Both the line containing "Tag every instance of the small" and the last line of the listing are included: write out exactly the lines from one to the other.

Recorded data:

%%

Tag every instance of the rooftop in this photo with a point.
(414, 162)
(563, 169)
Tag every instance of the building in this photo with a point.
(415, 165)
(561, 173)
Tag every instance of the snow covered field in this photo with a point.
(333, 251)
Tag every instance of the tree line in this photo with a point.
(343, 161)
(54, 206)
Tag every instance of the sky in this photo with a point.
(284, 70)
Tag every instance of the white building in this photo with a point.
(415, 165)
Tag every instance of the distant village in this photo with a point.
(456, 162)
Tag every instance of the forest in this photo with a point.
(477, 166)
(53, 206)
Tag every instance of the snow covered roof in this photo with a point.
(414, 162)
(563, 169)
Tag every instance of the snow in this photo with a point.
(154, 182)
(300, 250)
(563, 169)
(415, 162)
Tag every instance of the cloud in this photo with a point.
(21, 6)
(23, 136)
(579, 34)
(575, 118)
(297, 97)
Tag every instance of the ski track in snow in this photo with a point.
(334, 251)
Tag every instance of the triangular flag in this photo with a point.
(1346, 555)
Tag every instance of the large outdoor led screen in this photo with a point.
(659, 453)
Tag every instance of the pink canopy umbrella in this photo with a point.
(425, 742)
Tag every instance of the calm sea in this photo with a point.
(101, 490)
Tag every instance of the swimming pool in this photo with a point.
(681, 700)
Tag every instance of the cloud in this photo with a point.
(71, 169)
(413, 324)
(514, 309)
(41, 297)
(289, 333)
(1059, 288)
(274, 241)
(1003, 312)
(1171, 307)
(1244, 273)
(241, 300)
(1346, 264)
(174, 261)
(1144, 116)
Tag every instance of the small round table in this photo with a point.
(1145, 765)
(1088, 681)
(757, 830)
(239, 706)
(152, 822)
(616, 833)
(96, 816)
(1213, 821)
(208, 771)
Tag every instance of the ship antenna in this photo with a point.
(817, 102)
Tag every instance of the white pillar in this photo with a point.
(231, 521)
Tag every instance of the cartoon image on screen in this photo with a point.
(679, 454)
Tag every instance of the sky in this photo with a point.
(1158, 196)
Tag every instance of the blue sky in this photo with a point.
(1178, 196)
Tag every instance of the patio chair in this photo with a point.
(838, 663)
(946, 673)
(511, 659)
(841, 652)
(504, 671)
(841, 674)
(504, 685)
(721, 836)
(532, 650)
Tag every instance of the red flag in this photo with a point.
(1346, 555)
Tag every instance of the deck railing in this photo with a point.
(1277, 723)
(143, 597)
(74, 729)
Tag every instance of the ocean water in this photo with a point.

%%

§ TASK RESPONSE
Tag every instance of the small round table in this photo with a point.
(1145, 765)
(1088, 681)
(757, 830)
(239, 706)
(152, 822)
(616, 833)
(96, 816)
(1213, 821)
(208, 771)
Tag every instance of the ship antenna in this photo with a point.
(817, 102)
Tag every instance of the white pillar in this photo with a point.
(231, 521)
Tag every instance of the cartoon image on screen in this photo with a point.
(679, 454)
Tag every instance of the sky in this photo with a point.
(1158, 196)
Tag every instance of the blue sky in this photo with a point.
(1178, 196)
Tag every instance of the patio chair in this photo with a point.
(838, 663)
(946, 673)
(511, 659)
(841, 652)
(504, 671)
(841, 674)
(504, 685)
(721, 836)
(532, 650)
Tag every instance of the red flag in this photo with a point.
(1346, 555)
Tag every instance of the deck railing in this photo with a point.
(1277, 723)
(143, 597)
(74, 729)
Tag every instance of the ocean water in this photo with a point.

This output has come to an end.